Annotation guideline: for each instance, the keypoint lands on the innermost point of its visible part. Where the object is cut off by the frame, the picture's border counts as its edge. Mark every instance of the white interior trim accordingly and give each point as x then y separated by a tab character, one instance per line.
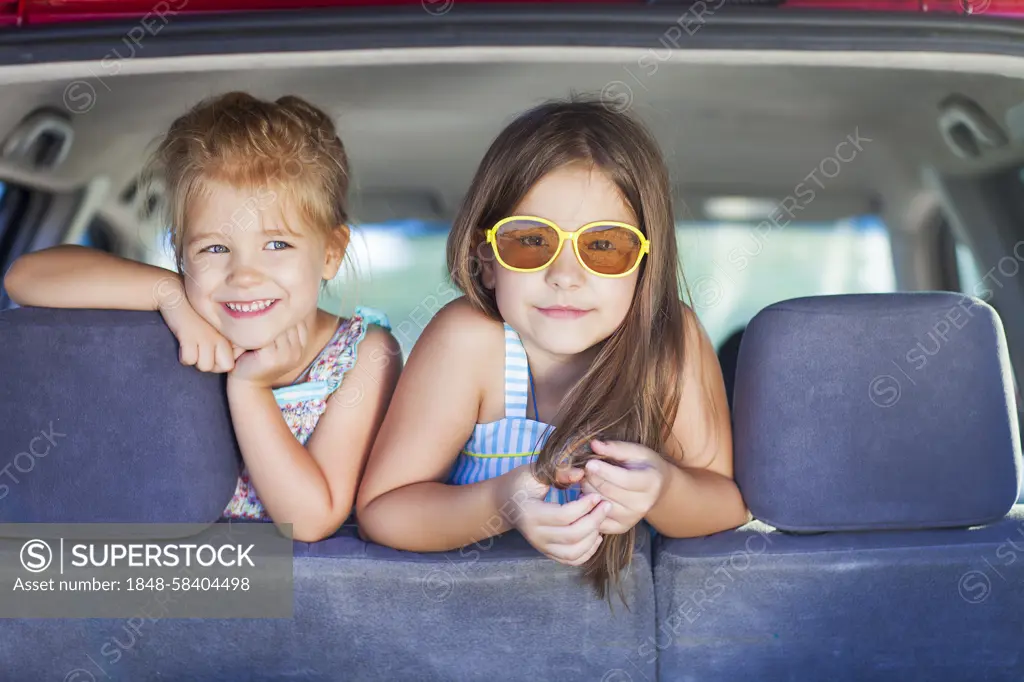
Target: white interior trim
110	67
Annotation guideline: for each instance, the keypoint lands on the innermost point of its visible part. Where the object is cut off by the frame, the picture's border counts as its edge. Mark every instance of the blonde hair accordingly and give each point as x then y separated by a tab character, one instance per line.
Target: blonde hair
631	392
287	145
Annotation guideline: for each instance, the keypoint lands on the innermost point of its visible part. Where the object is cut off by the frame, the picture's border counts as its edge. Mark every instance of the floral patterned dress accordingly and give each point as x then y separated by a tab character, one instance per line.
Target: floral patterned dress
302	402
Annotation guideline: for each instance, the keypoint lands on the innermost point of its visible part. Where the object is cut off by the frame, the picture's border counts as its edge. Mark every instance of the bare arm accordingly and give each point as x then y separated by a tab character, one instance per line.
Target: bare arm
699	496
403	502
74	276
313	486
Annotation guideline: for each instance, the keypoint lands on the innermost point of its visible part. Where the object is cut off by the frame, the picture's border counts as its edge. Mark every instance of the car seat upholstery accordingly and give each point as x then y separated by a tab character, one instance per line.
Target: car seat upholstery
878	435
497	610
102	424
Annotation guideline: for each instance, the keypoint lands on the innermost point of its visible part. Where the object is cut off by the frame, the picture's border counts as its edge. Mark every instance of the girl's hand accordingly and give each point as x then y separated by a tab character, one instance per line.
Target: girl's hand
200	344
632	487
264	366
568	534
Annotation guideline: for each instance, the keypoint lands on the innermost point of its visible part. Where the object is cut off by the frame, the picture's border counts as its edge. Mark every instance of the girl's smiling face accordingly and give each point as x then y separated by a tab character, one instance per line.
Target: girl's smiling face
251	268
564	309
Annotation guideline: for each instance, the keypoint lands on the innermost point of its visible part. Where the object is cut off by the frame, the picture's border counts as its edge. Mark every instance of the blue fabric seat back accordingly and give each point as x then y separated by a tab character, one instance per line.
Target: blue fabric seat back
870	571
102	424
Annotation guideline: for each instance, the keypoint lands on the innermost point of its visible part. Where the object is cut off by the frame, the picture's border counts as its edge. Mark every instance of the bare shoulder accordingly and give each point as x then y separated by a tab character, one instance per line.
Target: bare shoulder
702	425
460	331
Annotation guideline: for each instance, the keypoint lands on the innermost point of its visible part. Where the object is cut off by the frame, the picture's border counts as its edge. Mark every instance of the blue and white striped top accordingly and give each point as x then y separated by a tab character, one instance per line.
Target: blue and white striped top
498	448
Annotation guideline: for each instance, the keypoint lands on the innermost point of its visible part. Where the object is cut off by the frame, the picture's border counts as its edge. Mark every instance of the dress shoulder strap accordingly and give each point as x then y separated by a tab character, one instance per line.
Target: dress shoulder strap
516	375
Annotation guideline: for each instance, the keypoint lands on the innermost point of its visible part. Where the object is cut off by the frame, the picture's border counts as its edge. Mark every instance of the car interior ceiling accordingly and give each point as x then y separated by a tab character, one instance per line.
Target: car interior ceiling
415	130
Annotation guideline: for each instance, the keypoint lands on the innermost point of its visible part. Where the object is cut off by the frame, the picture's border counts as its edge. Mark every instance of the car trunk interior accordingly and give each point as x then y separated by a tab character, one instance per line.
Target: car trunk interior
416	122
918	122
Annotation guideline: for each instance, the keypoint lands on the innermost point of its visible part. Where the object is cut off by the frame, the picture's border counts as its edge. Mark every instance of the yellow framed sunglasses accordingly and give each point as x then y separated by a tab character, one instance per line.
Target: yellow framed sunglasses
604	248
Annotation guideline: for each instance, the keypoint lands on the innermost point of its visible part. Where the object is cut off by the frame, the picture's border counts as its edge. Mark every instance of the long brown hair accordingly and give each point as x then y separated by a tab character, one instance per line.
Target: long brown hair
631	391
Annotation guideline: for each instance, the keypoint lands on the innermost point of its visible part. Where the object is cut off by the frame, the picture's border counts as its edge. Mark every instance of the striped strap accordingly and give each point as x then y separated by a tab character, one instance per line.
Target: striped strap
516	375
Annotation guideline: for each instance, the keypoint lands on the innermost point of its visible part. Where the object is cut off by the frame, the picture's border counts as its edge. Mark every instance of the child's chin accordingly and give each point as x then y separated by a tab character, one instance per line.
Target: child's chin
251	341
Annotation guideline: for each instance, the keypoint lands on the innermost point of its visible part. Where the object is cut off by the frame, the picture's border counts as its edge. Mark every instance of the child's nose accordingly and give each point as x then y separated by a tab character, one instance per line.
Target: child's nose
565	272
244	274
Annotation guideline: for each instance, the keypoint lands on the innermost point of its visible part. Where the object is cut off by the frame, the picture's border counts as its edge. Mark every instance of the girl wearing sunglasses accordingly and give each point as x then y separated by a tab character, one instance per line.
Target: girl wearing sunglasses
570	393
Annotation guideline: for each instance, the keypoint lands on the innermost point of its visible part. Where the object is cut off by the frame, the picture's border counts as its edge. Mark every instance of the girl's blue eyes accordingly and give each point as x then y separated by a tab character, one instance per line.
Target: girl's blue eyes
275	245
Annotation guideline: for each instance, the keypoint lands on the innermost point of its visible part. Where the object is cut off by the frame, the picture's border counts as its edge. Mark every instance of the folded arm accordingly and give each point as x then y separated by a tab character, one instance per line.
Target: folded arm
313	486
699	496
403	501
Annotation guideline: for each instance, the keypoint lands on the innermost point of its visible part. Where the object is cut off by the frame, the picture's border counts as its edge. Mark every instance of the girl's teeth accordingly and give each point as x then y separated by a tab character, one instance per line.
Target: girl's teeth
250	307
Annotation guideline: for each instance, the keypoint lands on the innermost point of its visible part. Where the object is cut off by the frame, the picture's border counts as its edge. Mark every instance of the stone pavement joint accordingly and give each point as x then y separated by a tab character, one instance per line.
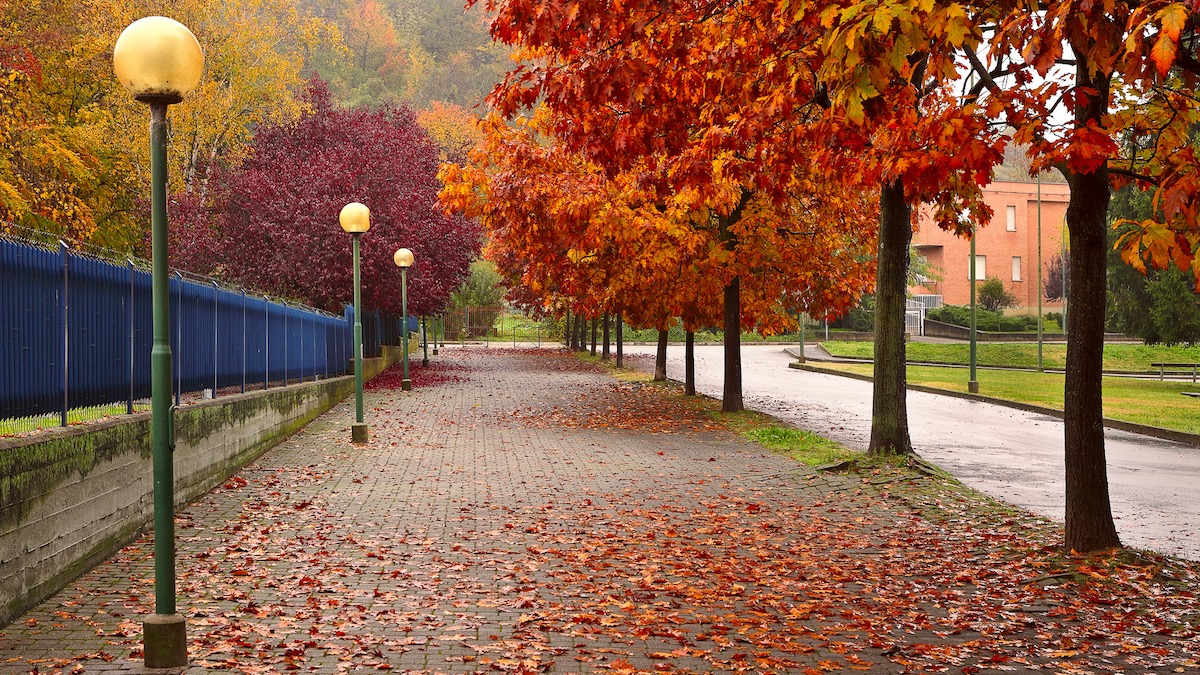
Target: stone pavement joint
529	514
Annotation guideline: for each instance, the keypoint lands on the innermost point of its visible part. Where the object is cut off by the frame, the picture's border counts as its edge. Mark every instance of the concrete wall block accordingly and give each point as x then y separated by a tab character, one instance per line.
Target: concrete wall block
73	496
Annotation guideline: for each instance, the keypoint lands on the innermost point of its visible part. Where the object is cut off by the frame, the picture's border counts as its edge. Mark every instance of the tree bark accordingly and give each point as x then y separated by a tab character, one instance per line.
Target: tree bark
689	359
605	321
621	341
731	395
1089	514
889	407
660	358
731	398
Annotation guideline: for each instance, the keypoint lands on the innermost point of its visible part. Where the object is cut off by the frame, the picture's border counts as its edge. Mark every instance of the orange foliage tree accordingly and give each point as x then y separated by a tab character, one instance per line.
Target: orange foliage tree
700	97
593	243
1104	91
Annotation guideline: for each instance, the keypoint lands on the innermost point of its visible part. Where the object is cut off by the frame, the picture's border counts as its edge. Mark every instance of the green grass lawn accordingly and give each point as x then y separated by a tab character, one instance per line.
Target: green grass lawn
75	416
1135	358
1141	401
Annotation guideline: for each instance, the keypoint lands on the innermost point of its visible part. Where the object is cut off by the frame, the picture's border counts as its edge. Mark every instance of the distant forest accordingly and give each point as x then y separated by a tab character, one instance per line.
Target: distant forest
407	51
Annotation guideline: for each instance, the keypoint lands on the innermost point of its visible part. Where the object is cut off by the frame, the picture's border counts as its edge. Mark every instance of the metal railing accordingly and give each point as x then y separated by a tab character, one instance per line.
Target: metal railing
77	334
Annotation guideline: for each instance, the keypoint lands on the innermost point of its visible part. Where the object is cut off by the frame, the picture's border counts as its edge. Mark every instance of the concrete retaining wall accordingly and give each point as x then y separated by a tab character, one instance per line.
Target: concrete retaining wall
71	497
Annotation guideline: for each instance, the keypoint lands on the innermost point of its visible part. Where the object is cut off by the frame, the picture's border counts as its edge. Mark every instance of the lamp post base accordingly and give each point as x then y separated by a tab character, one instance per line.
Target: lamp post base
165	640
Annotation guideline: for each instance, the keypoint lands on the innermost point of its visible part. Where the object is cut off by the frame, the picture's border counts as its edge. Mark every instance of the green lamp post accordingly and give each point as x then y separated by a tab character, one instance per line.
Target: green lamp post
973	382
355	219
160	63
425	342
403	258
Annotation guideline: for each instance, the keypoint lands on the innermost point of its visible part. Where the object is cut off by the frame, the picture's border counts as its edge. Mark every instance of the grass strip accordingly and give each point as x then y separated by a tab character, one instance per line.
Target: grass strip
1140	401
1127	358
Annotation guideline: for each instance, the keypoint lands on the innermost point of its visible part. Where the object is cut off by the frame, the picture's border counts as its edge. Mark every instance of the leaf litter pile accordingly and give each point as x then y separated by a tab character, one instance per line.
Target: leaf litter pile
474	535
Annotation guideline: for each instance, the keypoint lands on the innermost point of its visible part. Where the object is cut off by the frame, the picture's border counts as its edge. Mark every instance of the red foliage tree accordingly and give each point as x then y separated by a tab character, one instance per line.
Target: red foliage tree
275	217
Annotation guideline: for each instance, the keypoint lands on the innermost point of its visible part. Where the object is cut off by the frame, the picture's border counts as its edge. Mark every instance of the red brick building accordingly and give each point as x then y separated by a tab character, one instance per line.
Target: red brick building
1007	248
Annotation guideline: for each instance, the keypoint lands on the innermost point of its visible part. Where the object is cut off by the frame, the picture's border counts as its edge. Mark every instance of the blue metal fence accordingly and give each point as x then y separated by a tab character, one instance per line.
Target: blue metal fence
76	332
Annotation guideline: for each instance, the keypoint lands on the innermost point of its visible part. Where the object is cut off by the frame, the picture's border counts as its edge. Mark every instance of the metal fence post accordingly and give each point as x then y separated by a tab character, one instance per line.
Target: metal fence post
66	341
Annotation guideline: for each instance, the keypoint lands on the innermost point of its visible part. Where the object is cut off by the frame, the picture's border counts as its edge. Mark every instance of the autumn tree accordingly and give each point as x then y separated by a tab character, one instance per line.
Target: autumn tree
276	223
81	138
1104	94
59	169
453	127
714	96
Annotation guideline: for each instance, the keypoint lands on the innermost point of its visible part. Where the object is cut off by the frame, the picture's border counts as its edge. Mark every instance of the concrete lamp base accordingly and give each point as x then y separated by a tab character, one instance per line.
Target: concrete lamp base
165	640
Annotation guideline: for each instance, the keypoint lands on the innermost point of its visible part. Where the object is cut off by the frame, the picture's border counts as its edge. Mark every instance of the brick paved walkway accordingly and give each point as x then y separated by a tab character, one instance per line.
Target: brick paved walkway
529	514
=-=-=-=-=
** Your goal **
Everything from the line containing "the concrete lamp" to the last line of the entries above should be quoted exactly, and only that.

** Task response **
Annotation guideline: for each instance, the keypoint lands on the innermost point of its visible part. Where the object is cut off by the frame, the picture's border counts as its edge. Mark every instance of the concrete lamp base accordingly and give each point as x then y separated by a tab character, one instance per line.
Target: concrete lamp base
165	640
Annotation guideline: for each instance, the keypoint lands on the innermost point of its visible part. Where the object is cut off by the frame, the picture's border counts as its edge. Mark every instance of the brick paved walkway accordingly and give each point as x then y separated by a tab character, one instance per line.
Target: brick paved walkway
529	514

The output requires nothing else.